_Task prompt_
Reproduce verbatim the part of the material that opens with the line containing "task: trace the outline of every instance of the hand" and runs through the end of the material, with both ends included.
+---+
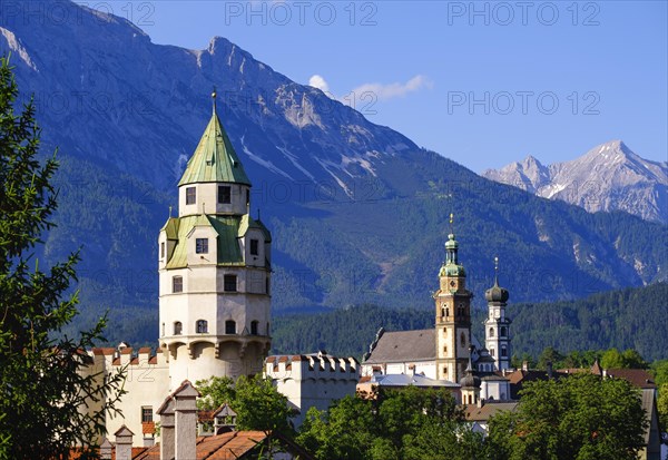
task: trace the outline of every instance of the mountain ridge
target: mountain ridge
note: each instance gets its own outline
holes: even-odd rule
[[[530,155],[501,169],[488,169],[482,176],[589,212],[623,211],[668,223],[668,163],[645,159],[621,140],[600,144],[576,159],[548,166]]]
[[[155,307],[158,229],[177,203],[214,85],[254,184],[252,205],[275,236],[276,311],[431,307],[450,213],[474,292],[491,285],[494,255],[524,301],[668,275],[664,226],[481,178],[226,39],[202,51],[154,45],[134,26],[60,3],[80,20],[36,28],[0,18],[17,40],[2,35],[0,50],[23,47],[30,59],[14,62],[19,87],[37,95],[43,150],[60,146],[59,227],[45,256],[57,261],[85,244],[86,307]]]

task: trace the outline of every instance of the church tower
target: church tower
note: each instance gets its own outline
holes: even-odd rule
[[[249,215],[250,180],[216,114],[178,183],[158,238],[159,343],[170,389],[252,375],[271,346],[271,243]]]
[[[499,257],[494,257],[494,285],[487,290],[485,348],[494,359],[494,370],[510,369],[510,319],[505,316],[508,290],[499,286]]]
[[[452,225],[452,215],[450,215]],[[436,314],[436,378],[459,382],[464,376],[471,344],[471,298],[466,273],[458,258],[454,233],[448,235],[445,263],[434,293]]]

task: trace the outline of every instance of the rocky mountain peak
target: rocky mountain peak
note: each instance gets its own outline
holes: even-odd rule
[[[529,156],[521,164],[484,172],[483,176],[589,212],[625,211],[668,222],[668,164],[645,159],[619,139],[600,144],[570,162],[546,167]]]

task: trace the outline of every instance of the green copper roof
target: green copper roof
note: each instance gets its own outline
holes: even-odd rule
[[[272,234],[269,233],[269,229],[265,227],[265,225],[259,219],[255,221],[248,214],[245,214],[244,216],[242,216],[242,223],[239,224],[239,237],[244,236],[246,232],[248,232],[248,228],[257,228],[264,234],[265,241],[267,243],[272,242]]]
[[[216,257],[218,265],[244,265],[244,257],[237,241],[242,222],[240,216],[207,216],[200,214],[197,216],[175,217],[167,222],[166,227],[170,221],[178,221],[175,224],[178,227],[178,235],[175,239],[178,239],[178,242],[176,243],[171,258],[167,262],[167,268],[184,268],[188,266],[188,234],[193,228],[198,226],[213,227],[218,235],[218,254]]]
[[[186,172],[178,185],[206,182],[250,185],[244,166],[220,125],[215,106],[212,119],[199,139],[195,154],[188,160]]]
[[[439,276],[466,276],[466,271],[459,263],[458,258],[459,244],[454,239],[454,234],[448,235],[445,243],[445,263],[439,271]]]

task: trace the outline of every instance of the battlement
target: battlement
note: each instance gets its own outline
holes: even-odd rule
[[[146,369],[148,365],[167,365],[167,360],[160,352],[154,352],[150,346],[143,346],[135,351],[131,346],[121,343],[118,348],[105,346],[95,348],[88,352],[95,364],[110,366],[140,366]]]
[[[357,381],[360,362],[323,352],[313,354],[274,355],[265,360],[265,374],[275,380]]]

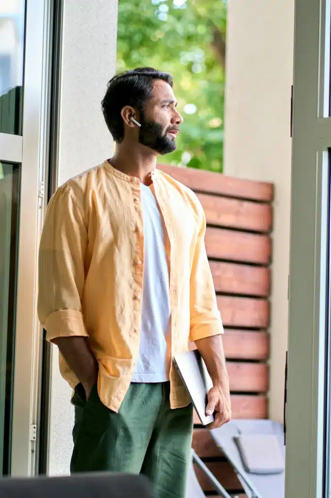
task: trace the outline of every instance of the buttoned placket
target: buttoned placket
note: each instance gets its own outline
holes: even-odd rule
[[[167,231],[167,234],[168,236],[168,240],[169,241],[169,244],[170,245],[170,268],[169,268],[169,293],[170,297],[170,305],[171,309],[171,357],[173,356],[174,354],[173,351],[173,344],[176,340],[176,316],[174,314],[174,310],[176,309],[176,303],[175,300],[176,299],[176,296],[175,295],[176,292],[176,274],[174,270],[175,269],[175,265],[174,264],[174,261],[173,260],[173,251],[171,250],[171,246],[173,244],[173,231],[172,227],[171,225],[171,214],[170,213],[170,210],[171,207],[169,206],[168,203],[167,202],[167,200],[165,198],[165,196],[163,195],[163,193],[162,191],[162,185],[159,184],[158,181],[159,177],[155,177],[154,180],[154,190],[155,191],[155,195],[156,197],[157,201],[159,205],[160,206],[160,209],[161,210],[163,219],[165,221],[165,225],[166,226],[166,229]],[[171,366],[170,371],[170,378],[171,382],[174,382],[175,380],[175,369],[171,362]],[[172,400],[173,402],[175,402],[175,395],[174,394],[173,389],[171,389],[170,391],[170,399]]]
[[[134,209],[137,220],[135,228],[135,244],[134,254],[133,329],[135,340],[140,342],[141,328],[142,299],[144,278],[144,230],[140,181],[130,177]],[[137,348],[139,348],[139,345]]]

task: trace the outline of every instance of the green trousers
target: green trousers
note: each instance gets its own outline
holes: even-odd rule
[[[158,498],[184,498],[190,458],[193,408],[171,410],[169,383],[132,383],[118,413],[100,401],[95,386],[86,402],[76,387],[74,472],[143,474]]]

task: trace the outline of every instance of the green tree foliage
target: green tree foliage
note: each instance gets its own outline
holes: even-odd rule
[[[184,123],[163,162],[222,170],[226,13],[225,0],[119,0],[117,72],[174,77]]]

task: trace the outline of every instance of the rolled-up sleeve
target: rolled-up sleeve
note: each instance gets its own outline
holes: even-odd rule
[[[190,281],[191,342],[224,332],[205,246],[206,217],[202,207],[199,225]]]
[[[87,241],[81,210],[60,187],[47,207],[39,248],[38,314],[48,341],[88,335],[81,304]]]

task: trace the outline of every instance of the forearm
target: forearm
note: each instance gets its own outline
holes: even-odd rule
[[[202,357],[214,386],[229,389],[229,376],[222,335],[211,336],[196,341],[195,344]]]
[[[60,351],[75,374],[83,384],[86,396],[95,383],[98,363],[87,337],[80,336],[58,337],[52,341]]]

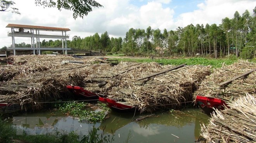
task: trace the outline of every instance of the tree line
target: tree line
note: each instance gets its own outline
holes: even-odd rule
[[[165,29],[163,33],[150,26],[146,29],[132,28],[123,39],[110,38],[106,31],[100,36],[97,33],[83,38],[74,36],[67,40],[67,45],[69,48],[129,56],[157,54],[216,58],[232,54],[251,58],[256,54],[256,7],[252,15],[247,10],[242,15],[236,11],[234,17],[223,19],[218,25],[191,24],[174,30]],[[61,47],[62,42],[44,40],[41,46]]]

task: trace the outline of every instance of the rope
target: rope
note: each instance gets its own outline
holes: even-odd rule
[[[97,101],[99,99],[92,99],[92,100],[74,100],[74,101],[53,101],[53,102],[37,102],[36,103],[65,103],[69,102],[81,102],[81,101]],[[24,104],[29,104],[33,103],[24,103]]]
[[[75,100],[75,101],[53,101],[53,102],[37,102],[36,103],[65,103],[65,102],[82,102],[82,101],[98,101],[99,99],[92,99],[92,100]],[[182,103],[191,103],[194,102],[193,101],[187,101],[187,102],[181,102],[180,103],[172,103],[172,104],[162,104],[162,105],[152,105],[151,106],[165,106],[165,105],[174,105],[174,104],[182,104]],[[29,104],[29,103],[24,103],[24,104]],[[137,108],[137,107],[136,107]],[[135,110],[136,111],[136,110]],[[134,114],[135,114],[135,113],[134,113]]]

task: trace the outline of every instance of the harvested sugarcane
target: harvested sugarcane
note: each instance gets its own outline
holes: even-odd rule
[[[209,124],[202,125],[201,135],[207,142],[256,142],[256,96],[245,94],[230,103],[230,109],[216,110]]]
[[[194,94],[194,99],[198,95],[216,98],[228,103],[245,96],[245,92],[256,94],[256,68],[255,63],[240,60],[233,64],[215,69],[202,82],[199,88]],[[242,77],[234,80],[226,86],[220,86],[221,83],[248,71],[251,72],[246,78]]]

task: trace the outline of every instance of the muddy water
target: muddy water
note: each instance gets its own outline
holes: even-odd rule
[[[200,123],[207,123],[209,117],[199,109],[187,109],[180,112],[160,112],[139,121],[134,119],[143,115],[111,112],[109,118],[94,124],[104,129],[106,134],[114,135],[114,143],[192,142],[199,136]],[[134,117],[133,118],[133,116]],[[44,112],[14,117],[13,124],[17,133],[22,130],[29,134],[55,133],[68,133],[74,131],[81,138],[92,130],[93,124],[81,121],[57,112]]]

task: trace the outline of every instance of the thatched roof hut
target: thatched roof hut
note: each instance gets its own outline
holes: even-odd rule
[[[230,109],[216,110],[201,135],[207,142],[256,142],[256,95],[244,94],[228,104]]]

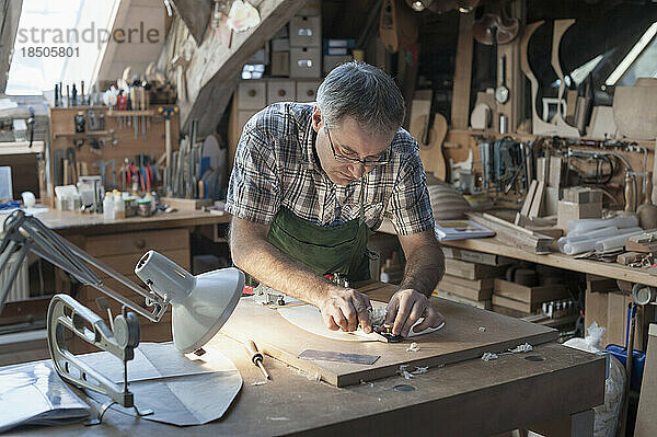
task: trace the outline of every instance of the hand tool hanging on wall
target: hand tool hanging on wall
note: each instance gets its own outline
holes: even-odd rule
[[[164,186],[166,195],[174,195],[173,192],[173,175],[174,169],[176,168],[173,163],[173,149],[171,145],[171,115],[177,112],[177,106],[160,106],[158,108],[160,114],[164,115],[164,143],[166,151],[166,170],[164,172]]]
[[[488,0],[484,3],[484,13],[473,26],[474,38],[479,43],[487,46],[502,45],[518,36],[520,21],[509,16],[505,3],[507,0]]]
[[[71,104],[70,106],[78,106],[78,89],[76,88],[76,83],[71,88]]]

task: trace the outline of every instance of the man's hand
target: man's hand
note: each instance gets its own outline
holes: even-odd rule
[[[425,295],[412,289],[404,289],[395,292],[390,299],[385,323],[394,323],[392,326],[394,335],[401,334],[407,337],[413,324],[423,317],[423,322],[413,329],[414,332],[420,332],[427,327],[438,327],[445,322],[442,314],[431,307]]]
[[[342,329],[354,332],[358,325],[366,334],[372,332],[372,323],[368,309],[371,308],[369,298],[353,288],[335,288],[319,304],[326,327],[331,331]]]

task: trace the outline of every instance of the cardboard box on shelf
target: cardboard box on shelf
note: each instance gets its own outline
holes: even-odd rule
+---+
_Result of the exercise_
task: trace the outline of every instance of the hand tool hanging on wall
target: hand tool hanging on wall
note: each instance gets its own outline
holes: even-odd rule
[[[164,186],[166,195],[174,195],[173,192],[173,175],[174,169],[176,168],[173,163],[173,149],[171,145],[171,115],[177,112],[177,106],[160,106],[158,108],[160,114],[164,115],[164,143],[166,151],[166,170],[164,172]]]
[[[488,0],[484,3],[484,13],[473,26],[474,38],[479,43],[487,46],[502,45],[518,36],[520,21],[509,16],[505,3],[507,0]]]
[[[71,104],[70,106],[78,106],[78,89],[76,88],[76,83],[71,88]]]

task: trace the outline of every instance of the man's hand
target: man's hand
note: each instance gets its own outline
holes: even-odd rule
[[[425,295],[412,289],[404,289],[395,292],[390,299],[385,323],[394,323],[392,326],[394,335],[401,334],[407,337],[413,324],[423,317],[423,322],[413,329],[414,332],[420,332],[427,327],[438,327],[445,322],[442,314],[431,307]]]
[[[342,329],[354,332],[358,325],[366,334],[372,332],[372,323],[368,309],[371,308],[369,298],[353,288],[335,288],[319,304],[326,327],[331,331]]]

task: trace the outline of every instance of the cardboard box on shelf
target: cardboard box on shelf
note: each instance gets its own outline
holes: even-odd rule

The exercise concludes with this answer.